Calculate Statistics for a multi-dimensional Sequence Database with Timestamps (SPMF documentation)

This example explains how to calculate statistics for a multi-dimensional sequence database with timestamps using the SPMF open-source data mining library.

How to run this example?

If you are using the graphical interface, (1) choose the "Calculate_stats_for_an_md_time_sequence_database" algorithm, (2) choose the input file ContextMDSequence.txt (3) click "Run algorithm".
If you want to execute this example from the command line, then execute this command:
java -jar spmf.jar run Calculate_stats_for_an_md_time_sequence_database ContextMDSequence.txt no_output_file in a folder containing spmf.jar and the input file ContextMDSequence.txt.
If you are using the source code version of SPMF, launch the file "MainTestMDSequenceDatabaseStats.java" in the package ca.pfv.SPMF.tests.

What is this tool?

This tool is a tool for generating statistics about a multi-dimensional sequence database with timestamps.

What is the input?

The input is a multi-dimensional sequence database with timestamps.

A time-extended multidimensional sequence database is a set of time-extended multi-dimensional sequences. A time-extended multi-dimensional sequence (here called MD-Sequence) is a time-extended sequence (as defined by Hirate & Yamana) but with dimensional information (as defined by Pinto et al. 2001).

A time-extended multi-dimensional sequence (MD-Sequence) is composed of an MD-pattern and a time-extended sequence. A time-extended sequence is an ordered list of itemsets (groups of items) with timestamps. Note that it is assumed that no items appear twice in the same itemset and that items in an itemset are lexically ordered. An MD-pattern is a set of symbolic values for the dimensions (here represented by integer numbers).

The set of dimensional values for an MD-Sequence is called an MD-Pattern. For a multi-dimensional database, there is a fixed set of dimensions. Each dimensions can take a symbolic value or the value "*" which means any value. In the following MD-Database, there is four MD-Sequences named S1, S2, S3, S4. This database is provided in the file ContextMDSequence.txt.

MD-Sequences
ID	MD-Patterns			Sequences
	d1	d2	d3
S1	1	1	1	(0, 2 4), (1, 3), (2, 2), (3, 1)
S2	1	2	2	(0, 2 6), (1, 3 5), (2, 6 7)
S3	1	2	1	(0, 1 8), (1, 1), (2, 2), (3, 6)
S4	*	3	3	(0, 2 5), (1, 3 5)

For instance, the first MD-Sequence represents that items 2 and 4 appeared together at time 0, then were followed by 3 at time 1, which was followed by item 2 at time 2, wich was followed by item 1 at time 3. The context of this sequence is the value 1 for dimension d1, the value 1 for dimension d2 and the value 1 for dimension d3. Note that the value "*" in the fourth MD-sequence means "any values".

What is the output?

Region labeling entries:
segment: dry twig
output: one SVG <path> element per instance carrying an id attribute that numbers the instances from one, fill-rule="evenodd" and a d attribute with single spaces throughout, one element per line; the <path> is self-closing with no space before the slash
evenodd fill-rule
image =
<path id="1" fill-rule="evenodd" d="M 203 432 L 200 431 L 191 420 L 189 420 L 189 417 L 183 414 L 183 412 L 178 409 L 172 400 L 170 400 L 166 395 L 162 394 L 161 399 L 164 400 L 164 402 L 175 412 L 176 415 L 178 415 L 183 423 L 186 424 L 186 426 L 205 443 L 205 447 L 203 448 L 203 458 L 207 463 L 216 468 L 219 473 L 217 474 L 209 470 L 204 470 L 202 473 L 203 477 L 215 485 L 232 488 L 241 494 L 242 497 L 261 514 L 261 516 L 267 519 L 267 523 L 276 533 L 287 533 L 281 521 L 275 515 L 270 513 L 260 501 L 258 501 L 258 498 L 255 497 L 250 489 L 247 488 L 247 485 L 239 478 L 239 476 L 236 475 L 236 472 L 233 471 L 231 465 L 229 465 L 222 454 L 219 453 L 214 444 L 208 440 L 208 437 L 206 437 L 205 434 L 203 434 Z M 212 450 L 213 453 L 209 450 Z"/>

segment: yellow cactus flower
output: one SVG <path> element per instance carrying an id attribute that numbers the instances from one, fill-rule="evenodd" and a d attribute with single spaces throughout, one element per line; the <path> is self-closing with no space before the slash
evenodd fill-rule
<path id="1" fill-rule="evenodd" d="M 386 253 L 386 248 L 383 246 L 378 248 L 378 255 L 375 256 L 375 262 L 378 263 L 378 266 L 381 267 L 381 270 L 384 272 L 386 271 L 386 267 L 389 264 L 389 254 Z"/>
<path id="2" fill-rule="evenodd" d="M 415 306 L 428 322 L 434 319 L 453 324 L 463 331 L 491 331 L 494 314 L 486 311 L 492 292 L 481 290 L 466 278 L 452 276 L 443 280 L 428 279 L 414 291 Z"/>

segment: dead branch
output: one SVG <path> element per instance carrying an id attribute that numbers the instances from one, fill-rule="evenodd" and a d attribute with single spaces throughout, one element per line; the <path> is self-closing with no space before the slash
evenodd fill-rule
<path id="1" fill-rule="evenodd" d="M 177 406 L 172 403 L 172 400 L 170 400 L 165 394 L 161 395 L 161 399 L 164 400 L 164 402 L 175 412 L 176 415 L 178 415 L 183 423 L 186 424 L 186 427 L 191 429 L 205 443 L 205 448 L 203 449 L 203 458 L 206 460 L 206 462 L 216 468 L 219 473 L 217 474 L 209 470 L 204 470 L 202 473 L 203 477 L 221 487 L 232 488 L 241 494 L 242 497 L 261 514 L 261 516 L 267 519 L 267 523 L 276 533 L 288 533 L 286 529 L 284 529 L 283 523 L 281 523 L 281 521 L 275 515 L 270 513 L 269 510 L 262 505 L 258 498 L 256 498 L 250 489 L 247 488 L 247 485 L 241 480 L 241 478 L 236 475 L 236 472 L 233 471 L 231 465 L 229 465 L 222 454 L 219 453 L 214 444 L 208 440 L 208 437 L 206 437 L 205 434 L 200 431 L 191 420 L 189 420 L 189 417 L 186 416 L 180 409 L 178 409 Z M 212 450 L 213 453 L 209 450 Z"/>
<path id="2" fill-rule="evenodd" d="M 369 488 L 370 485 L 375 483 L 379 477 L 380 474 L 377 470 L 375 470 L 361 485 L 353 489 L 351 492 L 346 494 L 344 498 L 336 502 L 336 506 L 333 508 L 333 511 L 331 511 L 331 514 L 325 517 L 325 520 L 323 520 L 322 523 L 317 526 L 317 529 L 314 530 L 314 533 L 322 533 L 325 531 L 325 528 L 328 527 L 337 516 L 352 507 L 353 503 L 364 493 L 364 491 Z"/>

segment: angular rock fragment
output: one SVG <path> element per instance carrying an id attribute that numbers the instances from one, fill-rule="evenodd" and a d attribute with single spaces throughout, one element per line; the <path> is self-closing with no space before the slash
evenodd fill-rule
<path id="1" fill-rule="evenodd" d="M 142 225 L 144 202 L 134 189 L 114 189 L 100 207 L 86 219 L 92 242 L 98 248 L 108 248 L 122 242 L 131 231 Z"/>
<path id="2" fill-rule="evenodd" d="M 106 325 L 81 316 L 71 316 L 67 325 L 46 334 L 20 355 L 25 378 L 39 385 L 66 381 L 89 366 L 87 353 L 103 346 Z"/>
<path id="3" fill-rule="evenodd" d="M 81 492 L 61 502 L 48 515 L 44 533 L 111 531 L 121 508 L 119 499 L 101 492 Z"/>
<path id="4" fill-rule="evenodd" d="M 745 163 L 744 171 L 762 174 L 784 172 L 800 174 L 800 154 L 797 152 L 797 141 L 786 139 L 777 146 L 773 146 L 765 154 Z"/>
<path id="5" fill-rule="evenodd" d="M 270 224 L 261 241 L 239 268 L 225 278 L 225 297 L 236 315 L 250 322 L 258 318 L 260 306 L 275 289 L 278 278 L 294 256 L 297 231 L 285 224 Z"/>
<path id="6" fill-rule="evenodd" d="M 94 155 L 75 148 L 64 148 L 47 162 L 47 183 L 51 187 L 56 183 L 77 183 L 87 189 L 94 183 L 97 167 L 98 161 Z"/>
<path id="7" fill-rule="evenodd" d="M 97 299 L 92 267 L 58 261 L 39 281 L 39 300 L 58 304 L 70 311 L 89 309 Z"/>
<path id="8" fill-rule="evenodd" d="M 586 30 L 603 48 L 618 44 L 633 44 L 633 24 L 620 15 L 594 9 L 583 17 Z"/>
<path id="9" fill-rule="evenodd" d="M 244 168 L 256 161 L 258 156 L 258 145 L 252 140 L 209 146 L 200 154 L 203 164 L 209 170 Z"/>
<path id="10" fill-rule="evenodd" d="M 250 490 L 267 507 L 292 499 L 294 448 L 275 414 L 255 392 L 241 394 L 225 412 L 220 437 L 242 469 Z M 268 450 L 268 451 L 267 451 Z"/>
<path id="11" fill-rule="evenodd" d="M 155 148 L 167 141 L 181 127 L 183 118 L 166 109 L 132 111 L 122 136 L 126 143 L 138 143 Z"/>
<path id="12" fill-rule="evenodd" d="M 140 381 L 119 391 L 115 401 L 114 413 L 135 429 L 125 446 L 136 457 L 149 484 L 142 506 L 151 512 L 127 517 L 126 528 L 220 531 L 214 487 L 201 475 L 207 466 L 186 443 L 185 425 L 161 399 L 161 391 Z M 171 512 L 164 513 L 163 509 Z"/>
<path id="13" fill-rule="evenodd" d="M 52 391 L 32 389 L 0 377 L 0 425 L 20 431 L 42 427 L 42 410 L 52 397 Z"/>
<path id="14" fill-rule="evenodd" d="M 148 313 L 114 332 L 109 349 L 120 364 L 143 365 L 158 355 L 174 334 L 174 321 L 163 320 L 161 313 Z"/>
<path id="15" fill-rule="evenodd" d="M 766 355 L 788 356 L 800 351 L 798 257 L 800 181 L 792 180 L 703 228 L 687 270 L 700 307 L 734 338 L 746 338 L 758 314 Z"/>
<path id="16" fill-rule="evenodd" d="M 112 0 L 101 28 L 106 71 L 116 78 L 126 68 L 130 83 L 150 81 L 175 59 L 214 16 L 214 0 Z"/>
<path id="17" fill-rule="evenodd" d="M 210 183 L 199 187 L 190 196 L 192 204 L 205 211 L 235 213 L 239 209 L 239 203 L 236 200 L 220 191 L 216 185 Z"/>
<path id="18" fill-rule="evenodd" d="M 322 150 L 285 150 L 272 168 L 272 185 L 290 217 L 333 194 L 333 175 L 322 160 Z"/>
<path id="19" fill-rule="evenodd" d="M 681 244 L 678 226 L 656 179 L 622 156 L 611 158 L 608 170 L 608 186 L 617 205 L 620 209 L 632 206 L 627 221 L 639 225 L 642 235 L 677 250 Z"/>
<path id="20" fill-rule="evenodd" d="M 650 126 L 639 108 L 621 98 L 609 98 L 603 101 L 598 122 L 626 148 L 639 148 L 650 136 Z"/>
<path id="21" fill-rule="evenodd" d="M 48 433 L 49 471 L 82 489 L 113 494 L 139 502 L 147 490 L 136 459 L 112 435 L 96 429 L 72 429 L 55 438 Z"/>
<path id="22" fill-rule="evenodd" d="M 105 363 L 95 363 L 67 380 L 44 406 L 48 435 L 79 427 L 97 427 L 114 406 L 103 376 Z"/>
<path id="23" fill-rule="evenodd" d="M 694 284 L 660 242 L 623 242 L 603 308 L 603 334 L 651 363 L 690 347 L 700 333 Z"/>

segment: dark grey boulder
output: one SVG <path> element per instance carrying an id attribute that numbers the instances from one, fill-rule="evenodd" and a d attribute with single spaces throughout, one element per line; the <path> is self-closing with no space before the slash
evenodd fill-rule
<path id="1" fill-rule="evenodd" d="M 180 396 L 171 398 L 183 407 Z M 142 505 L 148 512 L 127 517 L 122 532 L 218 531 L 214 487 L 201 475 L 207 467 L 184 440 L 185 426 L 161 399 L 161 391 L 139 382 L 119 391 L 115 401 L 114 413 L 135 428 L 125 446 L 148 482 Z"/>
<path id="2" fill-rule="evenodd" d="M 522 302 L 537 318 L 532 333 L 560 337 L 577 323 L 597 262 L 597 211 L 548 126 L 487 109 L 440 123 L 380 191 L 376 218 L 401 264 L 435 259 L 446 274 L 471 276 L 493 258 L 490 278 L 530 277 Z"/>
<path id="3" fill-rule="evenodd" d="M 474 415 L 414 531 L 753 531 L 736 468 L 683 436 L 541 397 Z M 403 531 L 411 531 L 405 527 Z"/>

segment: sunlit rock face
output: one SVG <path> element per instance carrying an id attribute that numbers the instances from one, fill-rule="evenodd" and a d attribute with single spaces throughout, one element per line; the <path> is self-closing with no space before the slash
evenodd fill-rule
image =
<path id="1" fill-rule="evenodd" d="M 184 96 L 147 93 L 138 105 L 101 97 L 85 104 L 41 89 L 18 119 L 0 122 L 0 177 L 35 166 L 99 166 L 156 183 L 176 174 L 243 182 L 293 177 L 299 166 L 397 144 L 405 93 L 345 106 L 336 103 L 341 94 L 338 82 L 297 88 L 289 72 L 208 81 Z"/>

- **YOUR TASKS**
1. According to the SPMF documentation excerpt, what does the value "*" in an MD-Pattern mean?
2. Extend the SPMF documentation excerpt on multi-dimensional sequence database statistics, continuing from its final heading.
This data is separate material and is not part of the SPMF documentation excerpt.

- **EXPECTED RESULTS**
1. It means any value.

2.
The output is statistics about the sequence database. For example, if we use the tool on the previous sequence database given as example, we get the following statistics:

============== MD-SEQUENCE DATABASE STATS ==========
File C:\Users\Phil\Desktop\test_files\ContextMDSequence.txt
Number of MD-sequences : 4
Number of dimensions: 3
Dimension 0 has 2 different values.
Dimension 1 has 3 different values.
Dimension 2 has 3 different values.
Number of distinct items: 8
Largest item id: 8
Average number of itemsets per sequence : 3.25 standard deviation: 0.82915619758885 variance: 0.6875
Average number of distinct item per sequence : 4.0 standard deviation: 0.7071067811865476 variance: 0.5000000000000001
Average number of occurences in a sequence for each item appearing in a sequence : 1.25 standard deviation: 0.4330127018922193 variance: 0.18749999999999997
Average number of items per itemset : 1.5384615384615385 standard deviation: 0.4985185152621431 variance: 0.2485207100591716
Timestamps range: 0 to 3

Input file format

The input file format is defined as follows. It is a text file where each line represents a multi-dimensional time-extended sequence from a multi-dimensional time-extended sequence database. Each line consists of two parts.

The first part is a list of dimension values separated by single spaces. A dimension value is a positive integer or the symbol "*" meaning "any values". Finally, the value "-3" indicates the end of the first part. Note that each line should have the same number of dimension values.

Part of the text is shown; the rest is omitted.